__Obiettivo 1__:
Nella recensione di The Brutalist, quale immagine viene indicata come emblematica delle contraddizioni del film?
__Obiettivo 2__:
Trascrivi dalla recensione di The Brutalist il tratto che comincia con "In questa sede, si" e va avanti fino a "Laszlo negli States.".
__Obiettivo 3__:
Scrivi il seguito della recensione di The Brutalist, ripartendo subito dopo l'ultima frase.

__Testo fornito__:
La Storia, il Tempo, l’Amore e l’Uomo diventano quindi ingredienti principali di questo imponente film, che trova libero sfogo anche nel suo monumentale assetto tecnico (che si analizzerà più avanti). Proprio il Cosa ed il Come di The Brutalist portano l’opera ad avvicinarsi, concettualmente e con le solite “pinze” per tali accostamenti, ad altri titoli come il Quarto Potere di Orson Welles (in generale anche il resto della filmografia del grande cineasta), a Il Petroliere di Paul Thomas Anderson o al C’era una volta in America di Sergio Leone.

In questa sede, si continuerà a puntare maggiormente sul parallelismo tra la regia e scrittura di Brady Corbet con uno dei migliori film della storia del cinema, appunto Citizen Kane, principalmente per il modo in cui viene rapportata su schermo l’epica epopea dei propri protagonisti. Come già accennato, in The Brutalist le contraddizioni (non intese in senso inevitabilmente dispregiativo) rappresentano il motore a scoppio del film. Emblematica in tal senso l’immagine della Statua della Libertà, con il suo imprescindibile simbolismo, che si rovescia all’arrivo di Laszlo negli States.

L’ex stimato architetto impatta con l’ambiente ostile, tocca un fondo che credeva di aver abbandonato in Europa, conosce la dipendenza e le realtà povere e malate, prima che si presenti alla sua porta quel celeberrimo sogno americano, la svolta che cambierà radicalmente la sua vita. Una volta toccato il fondo, l’artista può ora invece assaporare il successo e realizzare i suoi più grandi obiettivi professionali, dall’essere un sopravvissuto fuggitivo dell’Olocausto al capo del progetto, al controllo e al potere da esercitare sui suoi sottoposti.

L’intera prima parte di The Brutalist è in tal senso a dir poco eccezionale, la costruzione dell’ascesa del suo protagonista è appunto rude, spoglia e grezza, nonostante la sua messa in scena sia di assoluto rigore ed eleganza stilistica. A tal riguardo, il parallelismo con il polveroso e sporco Il Petroliere potrebbe essere assolutamente calzante. Quando tutto sembrerebbe essersi aggiustato verso la giusta direzione, ecco quella voce di cui ci si stava ormai dimenticando, quella dell’Amore e di tutto ciò che ne comporta.

L’affascinante intermezzo voluto dallo stesso regista, sulla quale si potrebbe già aprire ampia riflessione extra-cinematografica, spezza The Brutalist in tutti i sensi, l’ulteriore svolta del film, l’ulteriore contraddizione. Dopo anni di distanza Laszlo, infatti, può ora riabbracciare la sua amata Erzsébet. Quella che sembrerebbe essere una nota di ulteriore piacere nella vita del protagonista, si rivela elemento di rottura di quella comfort zone statunitense edificata e solidificata nel tempo.

__Dati archiviati__:

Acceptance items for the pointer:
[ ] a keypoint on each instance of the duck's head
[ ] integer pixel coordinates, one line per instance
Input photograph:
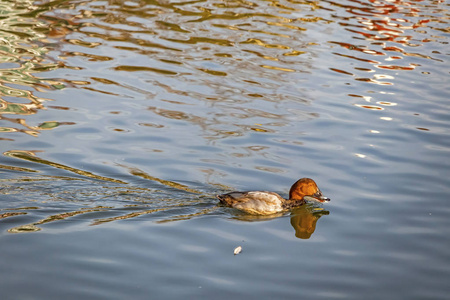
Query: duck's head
(306, 189)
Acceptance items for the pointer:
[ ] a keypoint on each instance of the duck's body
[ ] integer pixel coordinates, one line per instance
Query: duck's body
(264, 203)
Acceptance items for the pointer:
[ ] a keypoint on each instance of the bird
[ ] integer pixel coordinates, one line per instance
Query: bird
(266, 203)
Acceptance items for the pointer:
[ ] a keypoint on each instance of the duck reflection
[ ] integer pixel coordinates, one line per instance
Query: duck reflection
(304, 220)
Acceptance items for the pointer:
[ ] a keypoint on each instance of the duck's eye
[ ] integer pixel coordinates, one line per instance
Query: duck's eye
(318, 194)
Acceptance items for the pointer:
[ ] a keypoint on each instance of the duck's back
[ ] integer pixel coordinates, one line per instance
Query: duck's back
(256, 202)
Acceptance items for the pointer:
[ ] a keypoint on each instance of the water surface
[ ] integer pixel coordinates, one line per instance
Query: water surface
(120, 121)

__Risposta attesa 1__:
L'immagine della Statua della Libertà che si rovescia all'arrivo di Laszlo negli States.

__Risposta attesa 2__:
In questa sede, si continuerà a puntare maggiormente sul parallelismo tra la regia e scrittura di Brady Corbet con uno dei migliori film della storia del cinema, appunto Citizen Kane, principalmente per il modo in cui viene rapportata su schermo l’epica epopea dei propri protagonisti. Come già accennato, in The Brutalist le contraddizioni (non intese in senso inevitabilmente dispregiativo) rappresentano il motore a scoppio del film. Emblematica in tal senso l’immagine della Statua della Libertà, con il suo imprescindibile simbolismo, che si rovescia all’arrivo di Laszlo negli States.

__Risposta attesa 3__:
Non solo, l’arrivo della dolce metà porta con sé, direttamente o indirettamente, anche il legame con il passato che lo stesso Laszlo stava cercando di eliminare dalla sua mente e dal suo cuore, quell’ostacolo originale che incatena ed impedisce di guardare al futuro ma solo al passato. In tale sviluppo narrativo si evince la forte critica all’ideologica ed al sistema socio-culturale, al capitalismo a stelle e strisce, con il protagonista ormai fuso, immedesimato ed abituato a quella nuova natura acquisita, guardando ostinatamente al suo progetto, alla sua creazione ed arrivando a rinnegare il suo passato, le sue radici.

Il sogno americano diviene così fumo sugli occhi, accecando la Storia di una Nazione costruita ed edificata sul sangue, come mostrato anche nella filmografia di Martin Scorsese tra tanti. L’amore diviene così un ingombrante bagaglio, l’ebreo oppresso assapora sempre di più il potere ed il tentativo di iniziare una nuova vita si tramuta in una spirale autodistruttiva. Le contraddizioni di The Brutalist, soprattutto dopo la sua overture nel mezzo, non coinvolgono solo l’aspetto narrativo, ma anche il registro adottato dallo stesso Corbet.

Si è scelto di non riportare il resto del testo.